I have an idea - you remember the old issue of MapFile's "index" being
corrupted, if Fetcher was interrupted. Random accesses to MapFile's
would take ages in that case. Does calculating splits involve random
access to the segment's MapFiles?
--
Best regards,
Andrzej Bialecki <><
___. ___ ___ ___ _ _ __________________________________
[__ || __|__/|__||\/| Information Retrieval, Semantic Web
___|||__|| \| || | Embedded Unix, System Integration
http://www.sigram.com Contact: info at sigram dot com
Re: Recovering from Socket closed
Posted by Doug Cutting <cu...@apache.org>.
Chris Schneider wrote:
> I was unable to even get the indexing phase started; I would get a timeout right at the beginning. I tried increasing the ipc.client.timeout from 5 minutes to 10 minutes, but that didn't help. In desperation, I increased it to 30 minutes and went to walk the dogs. As it turned out, it apparently took 14 minutes for it to "compute the splits". The job is still running (34% complete). Thus, it does seem like Doug was right about this being the problem.
I have no idea why this takes so long. We should profile this operation
to figure out what's going on, because it shouldn't anywhere near that
long. It should be easy to write a simple program that constructs a
JobConf and InputFormat like those used in this job, and calls
getSplits(). Then profile this as a standalone program to see where the
time is going. Probably you don't really want to profile something that
takes 14 minutes, so perhaps profile it on a subset of the input.
Doug

> **Stated task**
In the forum thread, how long did computing the splits apparently take?

> **Information shown**
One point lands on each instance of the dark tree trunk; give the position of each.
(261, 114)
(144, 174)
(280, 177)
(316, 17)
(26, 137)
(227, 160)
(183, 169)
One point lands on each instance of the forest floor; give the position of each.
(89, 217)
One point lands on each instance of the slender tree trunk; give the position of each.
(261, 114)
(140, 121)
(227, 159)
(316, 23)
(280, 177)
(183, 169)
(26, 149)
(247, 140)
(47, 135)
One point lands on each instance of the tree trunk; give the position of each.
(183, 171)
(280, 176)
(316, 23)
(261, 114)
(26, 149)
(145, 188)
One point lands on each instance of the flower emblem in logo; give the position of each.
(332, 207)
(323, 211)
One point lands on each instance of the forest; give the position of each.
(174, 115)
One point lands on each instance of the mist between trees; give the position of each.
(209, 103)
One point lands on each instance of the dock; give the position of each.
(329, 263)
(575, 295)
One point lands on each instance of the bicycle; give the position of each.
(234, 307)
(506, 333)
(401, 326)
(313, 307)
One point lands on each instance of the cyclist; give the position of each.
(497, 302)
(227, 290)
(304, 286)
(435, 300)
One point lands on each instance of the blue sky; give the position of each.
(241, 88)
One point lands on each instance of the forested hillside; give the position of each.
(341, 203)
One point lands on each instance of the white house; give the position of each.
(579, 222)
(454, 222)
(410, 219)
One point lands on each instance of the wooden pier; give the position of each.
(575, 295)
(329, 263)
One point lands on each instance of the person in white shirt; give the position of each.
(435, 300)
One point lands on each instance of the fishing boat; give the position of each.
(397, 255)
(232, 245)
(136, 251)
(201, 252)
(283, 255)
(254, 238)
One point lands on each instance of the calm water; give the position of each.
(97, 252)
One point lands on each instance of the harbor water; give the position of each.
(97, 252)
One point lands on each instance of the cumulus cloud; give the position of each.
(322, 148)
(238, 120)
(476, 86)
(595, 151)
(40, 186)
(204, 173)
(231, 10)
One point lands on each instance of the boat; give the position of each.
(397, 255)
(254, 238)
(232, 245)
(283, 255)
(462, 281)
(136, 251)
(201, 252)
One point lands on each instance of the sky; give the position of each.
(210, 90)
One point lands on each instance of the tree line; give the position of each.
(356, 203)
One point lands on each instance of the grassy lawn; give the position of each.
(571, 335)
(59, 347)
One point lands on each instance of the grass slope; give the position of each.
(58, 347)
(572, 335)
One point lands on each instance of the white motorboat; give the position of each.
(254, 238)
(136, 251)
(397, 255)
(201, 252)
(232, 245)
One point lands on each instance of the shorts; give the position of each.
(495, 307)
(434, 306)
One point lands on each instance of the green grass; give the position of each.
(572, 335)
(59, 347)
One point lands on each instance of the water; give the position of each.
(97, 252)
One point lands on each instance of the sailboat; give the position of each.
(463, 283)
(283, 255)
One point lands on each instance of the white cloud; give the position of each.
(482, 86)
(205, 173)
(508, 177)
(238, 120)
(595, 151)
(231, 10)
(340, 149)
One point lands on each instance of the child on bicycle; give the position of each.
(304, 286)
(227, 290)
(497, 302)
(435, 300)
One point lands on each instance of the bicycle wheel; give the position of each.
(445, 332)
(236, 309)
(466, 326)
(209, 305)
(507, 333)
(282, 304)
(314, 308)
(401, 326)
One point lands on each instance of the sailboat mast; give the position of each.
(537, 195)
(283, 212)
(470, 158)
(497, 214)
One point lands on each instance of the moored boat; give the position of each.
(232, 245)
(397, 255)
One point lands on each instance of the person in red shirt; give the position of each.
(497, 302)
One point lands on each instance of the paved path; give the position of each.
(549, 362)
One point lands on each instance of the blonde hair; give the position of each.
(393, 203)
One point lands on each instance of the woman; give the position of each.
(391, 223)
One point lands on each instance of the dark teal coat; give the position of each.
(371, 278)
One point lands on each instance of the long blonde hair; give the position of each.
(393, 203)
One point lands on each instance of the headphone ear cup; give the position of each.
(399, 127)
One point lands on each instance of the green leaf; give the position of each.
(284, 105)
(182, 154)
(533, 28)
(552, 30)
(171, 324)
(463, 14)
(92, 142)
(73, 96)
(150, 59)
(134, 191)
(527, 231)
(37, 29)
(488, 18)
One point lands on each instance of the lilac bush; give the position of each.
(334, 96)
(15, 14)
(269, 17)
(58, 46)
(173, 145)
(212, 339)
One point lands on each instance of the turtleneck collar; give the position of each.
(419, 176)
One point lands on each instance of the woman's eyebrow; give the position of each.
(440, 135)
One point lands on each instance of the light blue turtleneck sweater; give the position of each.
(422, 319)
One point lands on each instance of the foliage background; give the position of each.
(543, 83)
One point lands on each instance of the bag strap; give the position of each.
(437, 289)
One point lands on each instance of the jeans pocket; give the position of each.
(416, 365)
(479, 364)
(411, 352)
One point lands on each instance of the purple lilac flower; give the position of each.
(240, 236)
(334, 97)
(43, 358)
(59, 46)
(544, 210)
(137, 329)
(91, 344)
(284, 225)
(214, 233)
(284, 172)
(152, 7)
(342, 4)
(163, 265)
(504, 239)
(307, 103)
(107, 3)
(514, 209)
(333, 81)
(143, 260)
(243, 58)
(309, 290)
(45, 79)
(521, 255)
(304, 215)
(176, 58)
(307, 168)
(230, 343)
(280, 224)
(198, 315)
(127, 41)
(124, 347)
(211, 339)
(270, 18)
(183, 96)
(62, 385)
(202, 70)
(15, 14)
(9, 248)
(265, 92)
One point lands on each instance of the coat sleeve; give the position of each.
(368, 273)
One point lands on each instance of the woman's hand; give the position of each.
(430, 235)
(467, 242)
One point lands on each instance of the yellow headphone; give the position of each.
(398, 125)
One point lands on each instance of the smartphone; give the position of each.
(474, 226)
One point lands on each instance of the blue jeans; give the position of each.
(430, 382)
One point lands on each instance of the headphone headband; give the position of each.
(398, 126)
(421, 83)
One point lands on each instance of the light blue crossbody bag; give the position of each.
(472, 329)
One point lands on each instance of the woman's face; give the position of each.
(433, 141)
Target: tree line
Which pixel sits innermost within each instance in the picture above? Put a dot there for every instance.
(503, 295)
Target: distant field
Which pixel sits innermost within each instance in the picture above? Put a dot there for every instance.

> **Solved exercise**
About 14 minutes.